#### [Try it]
Each line from the start of the records through the line containing "Target: truck wheel" is to be transcribed exactly, and no other line is to be included.

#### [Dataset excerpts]
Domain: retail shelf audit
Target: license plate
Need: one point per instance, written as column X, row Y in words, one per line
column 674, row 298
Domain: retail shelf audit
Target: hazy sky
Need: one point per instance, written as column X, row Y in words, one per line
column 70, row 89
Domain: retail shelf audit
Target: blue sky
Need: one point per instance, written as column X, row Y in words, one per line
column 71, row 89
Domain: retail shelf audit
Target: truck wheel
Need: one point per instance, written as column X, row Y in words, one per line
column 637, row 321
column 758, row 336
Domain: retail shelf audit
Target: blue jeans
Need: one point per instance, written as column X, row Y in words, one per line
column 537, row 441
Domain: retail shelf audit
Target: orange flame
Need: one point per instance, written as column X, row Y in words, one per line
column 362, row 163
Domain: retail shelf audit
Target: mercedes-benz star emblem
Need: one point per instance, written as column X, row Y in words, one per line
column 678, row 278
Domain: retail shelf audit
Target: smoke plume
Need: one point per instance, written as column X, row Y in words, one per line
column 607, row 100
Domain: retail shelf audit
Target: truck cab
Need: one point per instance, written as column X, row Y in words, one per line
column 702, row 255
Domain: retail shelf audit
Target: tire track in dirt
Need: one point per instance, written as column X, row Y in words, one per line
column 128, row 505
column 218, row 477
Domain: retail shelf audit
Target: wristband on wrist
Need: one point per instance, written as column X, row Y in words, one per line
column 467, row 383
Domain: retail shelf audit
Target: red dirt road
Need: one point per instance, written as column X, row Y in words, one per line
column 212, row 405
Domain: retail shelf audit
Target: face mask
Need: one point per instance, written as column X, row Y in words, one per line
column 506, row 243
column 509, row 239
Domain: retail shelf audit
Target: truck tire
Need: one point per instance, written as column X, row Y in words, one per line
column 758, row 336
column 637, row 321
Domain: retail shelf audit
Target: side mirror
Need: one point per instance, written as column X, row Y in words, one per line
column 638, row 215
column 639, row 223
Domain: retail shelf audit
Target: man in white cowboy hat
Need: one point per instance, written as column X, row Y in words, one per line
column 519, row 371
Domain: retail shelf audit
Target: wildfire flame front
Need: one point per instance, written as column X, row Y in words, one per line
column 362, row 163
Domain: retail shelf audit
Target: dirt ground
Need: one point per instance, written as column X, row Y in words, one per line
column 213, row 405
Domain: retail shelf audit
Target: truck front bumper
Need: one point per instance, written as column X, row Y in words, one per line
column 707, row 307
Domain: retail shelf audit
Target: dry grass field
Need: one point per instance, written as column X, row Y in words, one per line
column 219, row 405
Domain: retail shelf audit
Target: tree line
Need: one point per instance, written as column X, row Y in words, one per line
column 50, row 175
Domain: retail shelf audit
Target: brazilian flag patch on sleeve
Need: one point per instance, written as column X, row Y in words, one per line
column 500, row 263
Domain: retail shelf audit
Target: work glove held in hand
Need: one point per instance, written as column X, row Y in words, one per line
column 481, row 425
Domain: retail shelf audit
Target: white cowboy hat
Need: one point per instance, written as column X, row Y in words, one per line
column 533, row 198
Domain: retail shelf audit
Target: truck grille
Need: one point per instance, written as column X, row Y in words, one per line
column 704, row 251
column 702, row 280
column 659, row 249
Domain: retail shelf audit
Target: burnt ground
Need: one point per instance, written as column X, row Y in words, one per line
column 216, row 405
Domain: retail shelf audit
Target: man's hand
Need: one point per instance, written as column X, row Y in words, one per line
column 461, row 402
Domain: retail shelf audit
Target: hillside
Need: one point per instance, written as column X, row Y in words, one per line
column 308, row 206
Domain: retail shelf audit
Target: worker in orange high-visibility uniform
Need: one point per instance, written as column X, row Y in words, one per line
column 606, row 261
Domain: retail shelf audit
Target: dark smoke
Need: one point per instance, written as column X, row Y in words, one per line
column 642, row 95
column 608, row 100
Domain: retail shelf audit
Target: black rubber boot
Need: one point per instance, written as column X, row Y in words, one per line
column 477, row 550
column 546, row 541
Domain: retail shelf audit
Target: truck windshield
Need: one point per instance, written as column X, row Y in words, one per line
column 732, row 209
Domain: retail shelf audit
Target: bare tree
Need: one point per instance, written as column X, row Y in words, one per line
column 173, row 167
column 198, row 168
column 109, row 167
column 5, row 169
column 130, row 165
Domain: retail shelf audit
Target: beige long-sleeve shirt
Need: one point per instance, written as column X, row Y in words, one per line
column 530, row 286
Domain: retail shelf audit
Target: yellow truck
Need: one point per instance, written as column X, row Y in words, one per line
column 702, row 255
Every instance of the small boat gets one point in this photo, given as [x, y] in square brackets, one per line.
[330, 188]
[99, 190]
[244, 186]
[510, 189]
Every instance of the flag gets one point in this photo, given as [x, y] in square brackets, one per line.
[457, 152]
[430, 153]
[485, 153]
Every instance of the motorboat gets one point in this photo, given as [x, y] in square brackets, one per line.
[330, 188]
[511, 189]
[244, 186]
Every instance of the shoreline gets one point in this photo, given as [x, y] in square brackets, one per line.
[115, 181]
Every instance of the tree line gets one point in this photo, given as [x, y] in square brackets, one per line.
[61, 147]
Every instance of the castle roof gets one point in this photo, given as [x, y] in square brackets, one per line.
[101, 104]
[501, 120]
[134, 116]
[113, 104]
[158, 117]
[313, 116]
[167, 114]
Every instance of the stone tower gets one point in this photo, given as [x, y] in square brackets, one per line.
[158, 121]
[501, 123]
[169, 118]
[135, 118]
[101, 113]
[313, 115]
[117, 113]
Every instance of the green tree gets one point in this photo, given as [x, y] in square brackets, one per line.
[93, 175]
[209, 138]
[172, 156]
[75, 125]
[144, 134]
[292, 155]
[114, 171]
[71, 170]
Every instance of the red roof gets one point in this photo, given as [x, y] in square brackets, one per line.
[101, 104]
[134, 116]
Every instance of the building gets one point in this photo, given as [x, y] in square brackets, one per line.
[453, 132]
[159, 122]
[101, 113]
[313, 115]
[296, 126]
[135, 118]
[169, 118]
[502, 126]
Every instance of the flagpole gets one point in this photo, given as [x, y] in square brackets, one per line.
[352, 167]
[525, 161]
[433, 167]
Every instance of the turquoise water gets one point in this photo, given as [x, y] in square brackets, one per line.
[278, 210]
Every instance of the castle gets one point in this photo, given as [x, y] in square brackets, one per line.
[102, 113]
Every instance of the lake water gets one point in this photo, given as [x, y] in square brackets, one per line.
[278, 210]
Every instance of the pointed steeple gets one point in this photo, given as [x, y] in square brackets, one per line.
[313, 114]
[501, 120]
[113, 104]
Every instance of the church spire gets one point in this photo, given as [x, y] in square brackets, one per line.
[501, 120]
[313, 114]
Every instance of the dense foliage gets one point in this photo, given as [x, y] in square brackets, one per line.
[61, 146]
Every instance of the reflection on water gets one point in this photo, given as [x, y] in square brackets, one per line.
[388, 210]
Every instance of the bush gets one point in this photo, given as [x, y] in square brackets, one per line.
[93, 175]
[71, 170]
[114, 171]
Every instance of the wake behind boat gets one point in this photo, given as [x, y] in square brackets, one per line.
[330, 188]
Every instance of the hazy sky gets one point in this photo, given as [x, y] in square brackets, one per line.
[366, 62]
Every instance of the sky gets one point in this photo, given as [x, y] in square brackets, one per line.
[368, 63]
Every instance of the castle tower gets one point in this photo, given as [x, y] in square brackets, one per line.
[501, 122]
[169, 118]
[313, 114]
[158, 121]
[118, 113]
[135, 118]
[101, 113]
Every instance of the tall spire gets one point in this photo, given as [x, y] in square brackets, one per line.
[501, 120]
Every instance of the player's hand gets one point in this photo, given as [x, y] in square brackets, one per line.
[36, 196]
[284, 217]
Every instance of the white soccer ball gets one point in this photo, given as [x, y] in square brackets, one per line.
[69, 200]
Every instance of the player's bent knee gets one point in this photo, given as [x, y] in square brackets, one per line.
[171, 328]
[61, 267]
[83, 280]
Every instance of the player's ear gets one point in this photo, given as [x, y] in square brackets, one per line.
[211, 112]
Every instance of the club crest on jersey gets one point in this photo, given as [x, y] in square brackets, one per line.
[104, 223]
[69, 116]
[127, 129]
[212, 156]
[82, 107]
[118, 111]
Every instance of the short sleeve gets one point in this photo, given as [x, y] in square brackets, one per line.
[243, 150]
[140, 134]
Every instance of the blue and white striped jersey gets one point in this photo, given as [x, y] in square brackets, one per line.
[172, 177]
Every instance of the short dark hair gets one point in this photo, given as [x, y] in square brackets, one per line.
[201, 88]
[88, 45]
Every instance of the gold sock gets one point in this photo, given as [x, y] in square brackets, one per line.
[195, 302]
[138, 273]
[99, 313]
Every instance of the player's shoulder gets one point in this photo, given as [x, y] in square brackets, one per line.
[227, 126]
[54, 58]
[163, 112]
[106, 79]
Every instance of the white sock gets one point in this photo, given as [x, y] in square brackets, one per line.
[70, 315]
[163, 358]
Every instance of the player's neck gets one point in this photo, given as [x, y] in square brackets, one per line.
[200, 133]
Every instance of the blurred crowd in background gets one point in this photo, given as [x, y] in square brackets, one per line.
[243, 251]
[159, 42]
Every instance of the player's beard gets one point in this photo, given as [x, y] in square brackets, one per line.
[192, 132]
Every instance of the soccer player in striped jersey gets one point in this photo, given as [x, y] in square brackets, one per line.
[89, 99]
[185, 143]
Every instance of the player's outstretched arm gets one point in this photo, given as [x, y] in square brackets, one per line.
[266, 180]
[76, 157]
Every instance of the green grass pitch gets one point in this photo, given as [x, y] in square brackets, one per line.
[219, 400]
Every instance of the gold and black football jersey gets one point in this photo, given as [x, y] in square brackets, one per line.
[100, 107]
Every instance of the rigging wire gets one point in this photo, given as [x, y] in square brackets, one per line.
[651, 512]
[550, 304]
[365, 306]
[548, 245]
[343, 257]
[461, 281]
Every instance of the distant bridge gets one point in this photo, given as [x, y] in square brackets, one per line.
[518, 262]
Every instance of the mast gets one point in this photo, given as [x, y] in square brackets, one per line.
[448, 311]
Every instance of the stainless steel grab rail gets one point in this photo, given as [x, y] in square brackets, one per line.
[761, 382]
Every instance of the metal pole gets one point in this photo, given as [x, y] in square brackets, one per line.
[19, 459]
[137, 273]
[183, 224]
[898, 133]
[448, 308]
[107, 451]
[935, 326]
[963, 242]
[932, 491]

#### [Task solution]
Domain: retail shelf audit
Target: license plate
Need: one point per instance, written as column X, row Y in words, one per line
column 674, row 298
Domain: retail shelf audit
Target: hazy sky
Need: one point per instance, written as column X, row Y in words, one per line
column 70, row 89
Domain: retail shelf audit
Target: blue sky
Need: one point per instance, written as column X, row Y in words, one per line
column 71, row 89
Domain: retail shelf audit
Target: truck wheel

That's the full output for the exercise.